Document excerpt:
THE DIGITAL REPOSITORY FOR THE BLACK EXPERIENCE
"My Buddhist Mantra"
Psychologist Anne Ashmore-Hudson was born on June 23, 1942, in Atlanta, Georgia, to Willie Mae, a businesswoman, and Clifford Ashmore, executive vice principal of Grady High School. Ashmore-Hudson received his B.A. degrees in English and psychology from Spelman College in Atlanta in 1963, and his M.A. and Ph.D. degrees in clinical psychology in 1979 from the University of California, Berkeley.
A licensed clinical psychologist, Ashmore-Hudson founded, and for eight years was president, of Urban Psychological Associates in Brookline, Massachusetts, the first minority firm in the Northeast to contract with industry to provide employee assistance services. A valued member of academia, Ashmore-Hudson was a visiting scholar at the E. Franklin Frazier Institute for Social Research in the School of Social Work at Howard University, where she focused on the link between present-day psychopathology and the psychological trauma of slavery. Ashmore-Hudson also taught at San Francisco State University and Boston College, and was a visiting fellow of the W. E. B. Du Bois Institute at Harvard University from 1985 to 1987.
Ashmore-Hudson served on the boards of the Washington Ballet; the Sasha Bruce Youthworks; the Massachusetts School of Professional Psychology; the United Way of Massachusetts; and the Roxbury Community College Foundation. Ashmore-Hudson also served as the president of the Potomac chapter of Links. Ashmore-Hudson's numerous honors included receiving the Clark-Atlanta University Civil Rights Award, and being named YWCA Volunteer of the Year. Ashmore-Hudson published articles in several magazines and journals, and was a popular guest lecturer, panel participant, and media consultant.
Ashmore-Hudson was married in 1990 to James L. Hudson; the couple raised one son, Alan Poussaint, and two stepdaughters, Ayanna and Julia Hudson.

Data listing:
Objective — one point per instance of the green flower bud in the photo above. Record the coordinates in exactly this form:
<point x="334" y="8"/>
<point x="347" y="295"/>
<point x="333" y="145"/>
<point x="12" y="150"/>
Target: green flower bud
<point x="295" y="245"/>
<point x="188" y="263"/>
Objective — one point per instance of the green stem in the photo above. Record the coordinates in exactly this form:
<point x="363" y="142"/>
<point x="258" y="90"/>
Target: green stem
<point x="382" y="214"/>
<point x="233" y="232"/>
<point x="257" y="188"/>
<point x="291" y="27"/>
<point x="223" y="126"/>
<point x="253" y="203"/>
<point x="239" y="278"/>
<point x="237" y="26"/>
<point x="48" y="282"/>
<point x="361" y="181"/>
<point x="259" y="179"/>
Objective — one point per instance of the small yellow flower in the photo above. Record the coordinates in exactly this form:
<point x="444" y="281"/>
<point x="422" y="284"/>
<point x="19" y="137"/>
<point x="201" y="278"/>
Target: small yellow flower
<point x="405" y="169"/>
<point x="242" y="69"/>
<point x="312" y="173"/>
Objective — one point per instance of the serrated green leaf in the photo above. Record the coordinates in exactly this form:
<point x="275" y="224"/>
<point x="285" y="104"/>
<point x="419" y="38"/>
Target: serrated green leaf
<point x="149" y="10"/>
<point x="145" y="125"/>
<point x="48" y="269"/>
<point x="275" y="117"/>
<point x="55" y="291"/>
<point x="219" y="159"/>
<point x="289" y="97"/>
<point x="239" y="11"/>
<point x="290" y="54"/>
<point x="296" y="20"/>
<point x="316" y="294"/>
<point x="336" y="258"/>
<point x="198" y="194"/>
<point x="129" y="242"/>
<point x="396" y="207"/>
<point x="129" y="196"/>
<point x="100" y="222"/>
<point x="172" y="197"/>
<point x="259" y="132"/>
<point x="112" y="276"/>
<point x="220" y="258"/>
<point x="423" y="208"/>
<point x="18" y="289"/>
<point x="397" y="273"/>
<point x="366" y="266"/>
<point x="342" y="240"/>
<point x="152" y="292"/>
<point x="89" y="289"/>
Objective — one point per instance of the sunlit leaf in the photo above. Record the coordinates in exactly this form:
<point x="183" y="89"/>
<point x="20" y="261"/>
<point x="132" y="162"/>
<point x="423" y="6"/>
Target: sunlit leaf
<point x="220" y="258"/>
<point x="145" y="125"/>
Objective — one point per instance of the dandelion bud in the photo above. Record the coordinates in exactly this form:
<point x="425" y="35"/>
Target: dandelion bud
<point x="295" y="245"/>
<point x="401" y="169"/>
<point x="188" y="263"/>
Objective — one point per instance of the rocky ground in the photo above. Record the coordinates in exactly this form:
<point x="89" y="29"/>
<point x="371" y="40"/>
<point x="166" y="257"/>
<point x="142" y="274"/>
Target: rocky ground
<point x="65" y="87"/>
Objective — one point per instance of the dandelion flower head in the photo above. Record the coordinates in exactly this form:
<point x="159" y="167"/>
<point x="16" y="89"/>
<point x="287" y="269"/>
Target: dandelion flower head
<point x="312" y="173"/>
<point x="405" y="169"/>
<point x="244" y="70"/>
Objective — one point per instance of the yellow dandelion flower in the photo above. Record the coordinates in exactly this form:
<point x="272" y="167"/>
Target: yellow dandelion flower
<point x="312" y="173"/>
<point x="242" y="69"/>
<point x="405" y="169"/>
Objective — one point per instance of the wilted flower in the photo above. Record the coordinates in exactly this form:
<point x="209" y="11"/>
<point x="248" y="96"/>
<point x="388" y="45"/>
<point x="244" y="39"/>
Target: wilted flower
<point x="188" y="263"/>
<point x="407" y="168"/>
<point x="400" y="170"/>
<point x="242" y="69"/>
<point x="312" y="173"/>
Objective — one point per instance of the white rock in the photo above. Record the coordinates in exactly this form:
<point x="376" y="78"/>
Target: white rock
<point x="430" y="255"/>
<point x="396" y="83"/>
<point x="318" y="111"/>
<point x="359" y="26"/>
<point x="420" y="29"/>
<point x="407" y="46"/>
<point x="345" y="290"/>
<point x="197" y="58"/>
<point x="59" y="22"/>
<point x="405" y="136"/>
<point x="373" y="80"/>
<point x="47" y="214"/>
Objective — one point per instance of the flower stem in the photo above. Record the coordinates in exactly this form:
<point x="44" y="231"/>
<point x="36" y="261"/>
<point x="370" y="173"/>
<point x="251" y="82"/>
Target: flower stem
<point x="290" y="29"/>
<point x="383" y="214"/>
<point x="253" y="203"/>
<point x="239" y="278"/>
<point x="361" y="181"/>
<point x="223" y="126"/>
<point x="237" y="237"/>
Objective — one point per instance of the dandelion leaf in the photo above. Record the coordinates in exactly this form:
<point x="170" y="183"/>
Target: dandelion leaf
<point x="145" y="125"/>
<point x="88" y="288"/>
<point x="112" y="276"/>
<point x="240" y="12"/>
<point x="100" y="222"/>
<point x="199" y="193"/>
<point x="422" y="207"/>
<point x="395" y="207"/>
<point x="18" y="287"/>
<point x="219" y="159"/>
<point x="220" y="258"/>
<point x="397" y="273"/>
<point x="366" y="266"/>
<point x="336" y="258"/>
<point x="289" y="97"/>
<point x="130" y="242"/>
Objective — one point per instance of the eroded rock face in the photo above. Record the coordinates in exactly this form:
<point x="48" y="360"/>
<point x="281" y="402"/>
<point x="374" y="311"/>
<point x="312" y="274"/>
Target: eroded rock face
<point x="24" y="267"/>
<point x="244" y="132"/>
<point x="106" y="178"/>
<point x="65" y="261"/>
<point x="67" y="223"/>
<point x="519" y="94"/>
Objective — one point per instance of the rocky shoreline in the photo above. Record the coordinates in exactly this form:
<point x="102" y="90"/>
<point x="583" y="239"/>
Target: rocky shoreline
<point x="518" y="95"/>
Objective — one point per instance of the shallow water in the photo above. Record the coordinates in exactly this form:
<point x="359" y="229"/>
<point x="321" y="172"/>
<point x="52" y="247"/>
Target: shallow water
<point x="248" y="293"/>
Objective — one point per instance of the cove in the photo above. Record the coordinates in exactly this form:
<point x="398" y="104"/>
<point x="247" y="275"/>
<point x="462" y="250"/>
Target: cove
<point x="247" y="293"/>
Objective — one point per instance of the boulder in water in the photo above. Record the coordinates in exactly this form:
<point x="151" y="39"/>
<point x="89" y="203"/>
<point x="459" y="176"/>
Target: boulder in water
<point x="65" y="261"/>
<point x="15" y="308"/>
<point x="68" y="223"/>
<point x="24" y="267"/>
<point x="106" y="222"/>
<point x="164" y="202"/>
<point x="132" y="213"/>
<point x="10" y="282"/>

Exercise prompt: Rewrite the Ashmore-Hudson biography from "THE DIGITAL REPOSITORY" to "of California, Berkeley.", substituting "Macon" for every instance of "Atlanta".

Written solution:
THE DIGITAL REPOSITORY FOR THE BLACK EXPERIENCE
"My Buddhist Mantra"
Psychologist Anne Ashmore-Hudson was born on June 23, 1942, in Macon, Georgia, to Willie Mae, a businesswoman, and Clifford Ashmore, executive vice principal of Grady High School. Ashmore-Hudson received his B.A. degrees in English and psychology from Spelman College in Macon in 1963, and his M.A. and Ph.D. degrees in clinical psychology in 1979 from the University of California, Berkeley.